> _Goal_
From the material below, pull out every line that contains the word "green". Uppercase and lowercase count as different letters.

> _Information given_
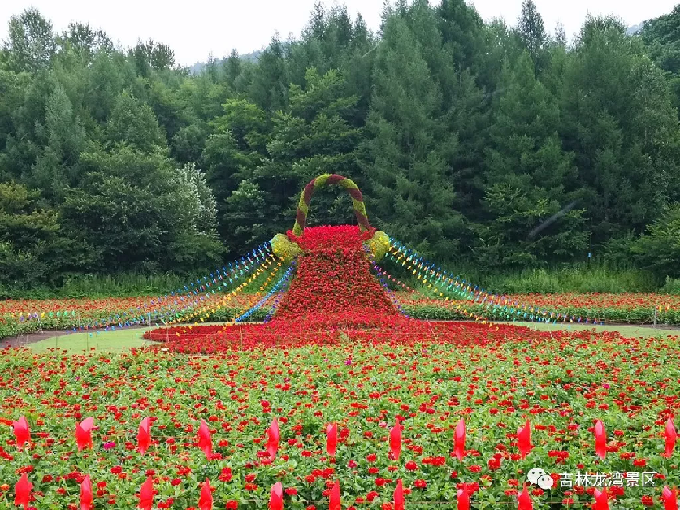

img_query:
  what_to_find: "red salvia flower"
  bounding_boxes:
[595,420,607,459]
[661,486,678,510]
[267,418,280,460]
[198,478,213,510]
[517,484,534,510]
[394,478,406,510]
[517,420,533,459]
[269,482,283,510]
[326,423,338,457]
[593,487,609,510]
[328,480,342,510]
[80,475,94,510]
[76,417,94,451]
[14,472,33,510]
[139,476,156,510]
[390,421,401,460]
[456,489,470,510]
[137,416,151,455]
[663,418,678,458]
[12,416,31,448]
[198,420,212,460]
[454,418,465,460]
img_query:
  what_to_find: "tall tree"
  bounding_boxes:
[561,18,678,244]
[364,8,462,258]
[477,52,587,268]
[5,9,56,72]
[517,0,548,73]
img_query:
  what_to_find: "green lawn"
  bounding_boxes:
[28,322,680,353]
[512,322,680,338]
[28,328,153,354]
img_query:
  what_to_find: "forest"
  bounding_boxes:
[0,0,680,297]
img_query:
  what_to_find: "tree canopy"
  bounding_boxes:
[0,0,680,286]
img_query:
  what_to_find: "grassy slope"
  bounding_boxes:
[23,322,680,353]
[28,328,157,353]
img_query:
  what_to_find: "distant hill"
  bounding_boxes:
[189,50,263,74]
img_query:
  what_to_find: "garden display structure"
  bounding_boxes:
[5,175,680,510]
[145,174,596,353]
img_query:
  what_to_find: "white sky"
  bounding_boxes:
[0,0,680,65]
==
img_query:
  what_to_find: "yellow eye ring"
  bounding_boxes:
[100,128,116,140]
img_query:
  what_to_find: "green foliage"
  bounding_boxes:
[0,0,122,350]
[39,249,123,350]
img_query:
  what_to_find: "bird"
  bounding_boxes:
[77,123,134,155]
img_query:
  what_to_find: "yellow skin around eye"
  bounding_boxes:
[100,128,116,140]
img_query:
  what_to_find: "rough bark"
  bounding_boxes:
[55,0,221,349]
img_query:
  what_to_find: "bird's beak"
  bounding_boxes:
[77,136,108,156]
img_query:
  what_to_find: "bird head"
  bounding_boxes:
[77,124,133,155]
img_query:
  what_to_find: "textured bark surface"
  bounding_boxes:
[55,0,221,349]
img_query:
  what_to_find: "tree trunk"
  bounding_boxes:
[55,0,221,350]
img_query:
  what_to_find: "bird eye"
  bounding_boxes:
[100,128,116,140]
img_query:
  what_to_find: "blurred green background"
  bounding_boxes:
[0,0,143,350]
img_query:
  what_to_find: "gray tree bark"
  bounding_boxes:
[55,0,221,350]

> _Task output_
  what_to_find: "green lawn"
  what_to_find: "green foliage"
  what_to_find: "blurred green background"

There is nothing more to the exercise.